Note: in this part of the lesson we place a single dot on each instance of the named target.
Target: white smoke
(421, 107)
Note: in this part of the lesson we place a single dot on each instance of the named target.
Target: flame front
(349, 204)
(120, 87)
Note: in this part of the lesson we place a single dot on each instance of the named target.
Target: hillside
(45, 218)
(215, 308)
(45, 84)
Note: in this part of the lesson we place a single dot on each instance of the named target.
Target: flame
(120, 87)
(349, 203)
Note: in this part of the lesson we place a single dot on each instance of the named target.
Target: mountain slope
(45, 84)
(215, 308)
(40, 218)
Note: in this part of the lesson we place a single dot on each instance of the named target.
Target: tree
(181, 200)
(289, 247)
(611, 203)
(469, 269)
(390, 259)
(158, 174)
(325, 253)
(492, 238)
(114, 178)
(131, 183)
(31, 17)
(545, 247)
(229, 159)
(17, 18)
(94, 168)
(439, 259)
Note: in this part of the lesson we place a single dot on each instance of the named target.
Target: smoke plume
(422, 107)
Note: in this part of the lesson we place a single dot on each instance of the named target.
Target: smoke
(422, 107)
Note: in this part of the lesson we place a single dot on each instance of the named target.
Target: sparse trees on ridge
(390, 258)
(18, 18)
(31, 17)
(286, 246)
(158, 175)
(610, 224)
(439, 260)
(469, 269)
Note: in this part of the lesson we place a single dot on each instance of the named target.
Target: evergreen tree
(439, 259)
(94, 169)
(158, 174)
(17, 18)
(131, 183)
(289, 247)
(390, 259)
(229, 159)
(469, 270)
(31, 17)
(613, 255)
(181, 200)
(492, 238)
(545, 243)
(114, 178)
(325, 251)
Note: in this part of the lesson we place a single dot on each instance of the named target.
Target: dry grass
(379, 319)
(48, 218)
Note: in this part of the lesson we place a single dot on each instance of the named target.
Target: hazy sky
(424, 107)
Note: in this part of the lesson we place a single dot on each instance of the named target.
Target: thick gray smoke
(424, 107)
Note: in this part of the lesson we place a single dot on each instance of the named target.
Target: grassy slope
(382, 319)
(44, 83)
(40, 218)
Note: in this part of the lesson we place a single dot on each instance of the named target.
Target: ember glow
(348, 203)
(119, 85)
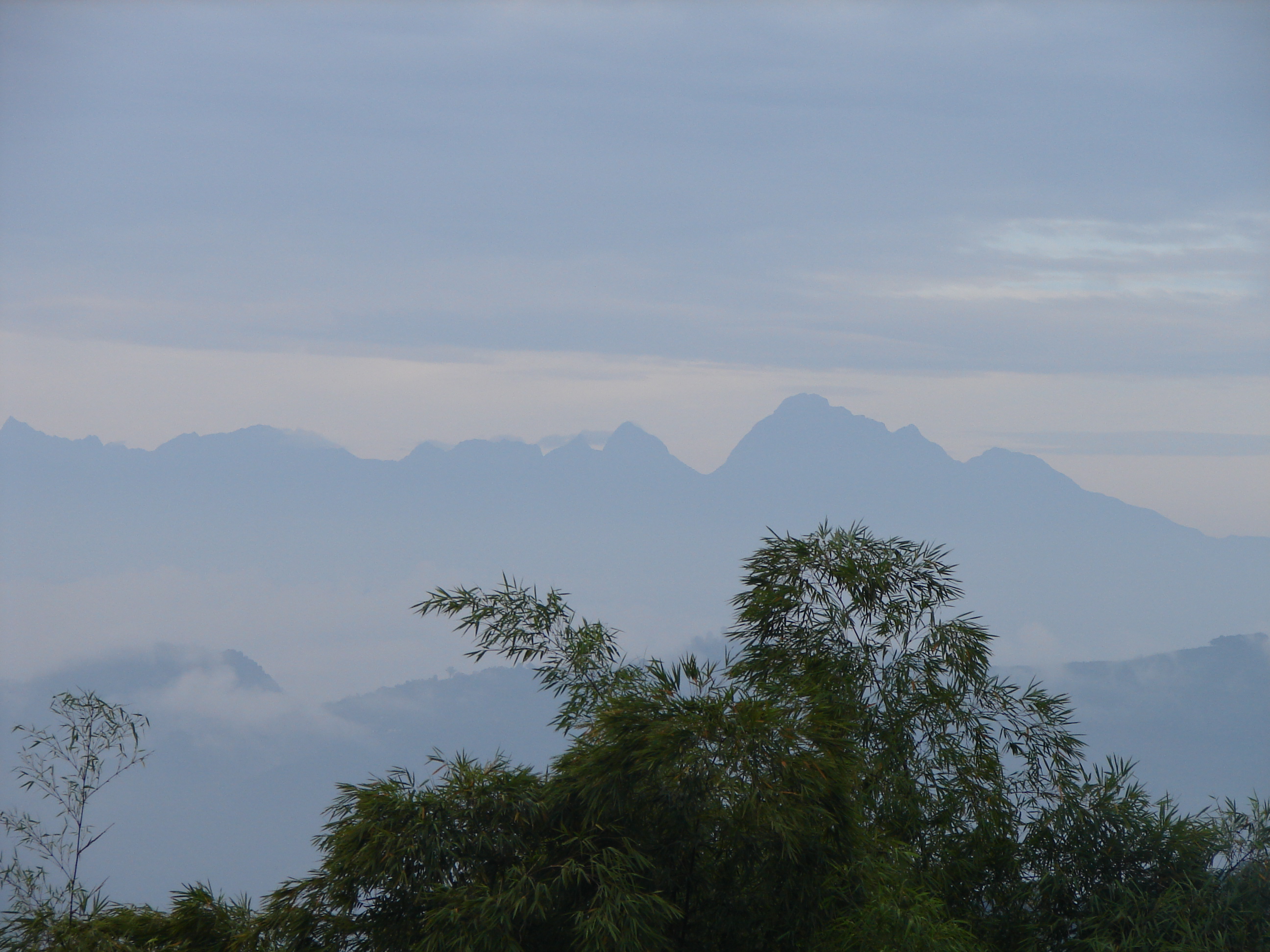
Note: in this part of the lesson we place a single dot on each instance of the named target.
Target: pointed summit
(807, 433)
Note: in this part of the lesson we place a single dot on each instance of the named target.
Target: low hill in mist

━━━━━━━━━━━━━━━━

## Schriftelijke opdracht:
Haal uit de items hierboven alle regels waarin het woord "slope" voorkomt.

## Uitwerking opdracht:
Target: mountain slope
Target: grassy slope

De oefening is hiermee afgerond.